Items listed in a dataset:
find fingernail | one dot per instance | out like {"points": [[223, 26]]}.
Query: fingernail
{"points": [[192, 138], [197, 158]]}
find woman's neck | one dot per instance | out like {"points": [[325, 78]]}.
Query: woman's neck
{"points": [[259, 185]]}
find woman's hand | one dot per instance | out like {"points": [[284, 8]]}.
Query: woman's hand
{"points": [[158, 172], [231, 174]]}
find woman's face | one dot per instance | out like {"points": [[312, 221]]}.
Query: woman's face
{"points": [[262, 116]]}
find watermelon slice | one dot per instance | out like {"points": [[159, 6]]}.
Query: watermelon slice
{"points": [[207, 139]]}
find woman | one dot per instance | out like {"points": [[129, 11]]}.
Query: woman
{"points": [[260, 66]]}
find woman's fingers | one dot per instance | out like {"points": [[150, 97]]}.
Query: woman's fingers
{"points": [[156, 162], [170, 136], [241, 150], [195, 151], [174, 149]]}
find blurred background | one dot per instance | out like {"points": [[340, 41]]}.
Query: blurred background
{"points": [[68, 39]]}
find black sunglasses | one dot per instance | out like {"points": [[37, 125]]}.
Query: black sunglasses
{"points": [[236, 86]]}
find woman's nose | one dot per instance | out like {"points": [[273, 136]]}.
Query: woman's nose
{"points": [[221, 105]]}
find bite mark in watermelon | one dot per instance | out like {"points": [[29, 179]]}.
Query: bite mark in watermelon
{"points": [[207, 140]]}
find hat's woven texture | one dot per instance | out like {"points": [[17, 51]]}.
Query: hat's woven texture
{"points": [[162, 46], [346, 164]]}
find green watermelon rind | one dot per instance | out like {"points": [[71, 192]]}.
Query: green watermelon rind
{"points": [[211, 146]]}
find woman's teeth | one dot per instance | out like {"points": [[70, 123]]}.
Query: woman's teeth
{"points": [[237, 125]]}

_TRY IT_. Nothing in the records should be altered when they are written out again.

_EXPECTED ANSWER_.
find fingernail | one dot per instance | out like {"points": [[223, 26]]}.
Query: fingernail
{"points": [[192, 138], [197, 158]]}
find woman's neck | one dot per instance | out like {"points": [[325, 78]]}.
Query: woman's neck
{"points": [[259, 185]]}
find woman's hand | one dot per instance | out like {"points": [[284, 8]]}.
Query: woman's hand
{"points": [[158, 172], [231, 174]]}
find woman's face | one dot per instance | out like {"points": [[312, 221]]}.
Query: woman's face
{"points": [[262, 116]]}
find watermelon slice | one dot per instance | out like {"points": [[159, 6]]}.
Query: watermelon slice
{"points": [[207, 139]]}
find woman | one dot per instance | out like {"points": [[129, 11]]}.
Query: woman
{"points": [[260, 66]]}
find woman's fingers | one dot per instance | out like {"points": [[150, 97]]}.
Query: woman's fingers
{"points": [[156, 162], [170, 136], [241, 150], [195, 151], [174, 149]]}
find blurred background | one dot per instance | out like {"points": [[340, 41]]}.
Query: blurred background
{"points": [[68, 39]]}
find black sunglasses | one dot per instance | out like {"points": [[37, 125]]}.
Query: black sunglasses
{"points": [[236, 86]]}
find woman's nose | one dot per instance | out like {"points": [[273, 136]]}.
Query: woman's nose
{"points": [[221, 105]]}
find bite mark in watermelon | one dot per instance | out like {"points": [[29, 179]]}.
Query: bite mark in watermelon
{"points": [[207, 140]]}
find hat's woven texture | one dot per instance | out like {"points": [[17, 51]]}.
Query: hat's woven texture
{"points": [[162, 46], [346, 164]]}
find green watermelon rind | one dot per instance | out like {"points": [[71, 192]]}.
Query: green watermelon rind
{"points": [[211, 146]]}
find woman's teeth | one dot per instance | out like {"points": [[70, 123]]}.
Query: woman's teeth
{"points": [[237, 125]]}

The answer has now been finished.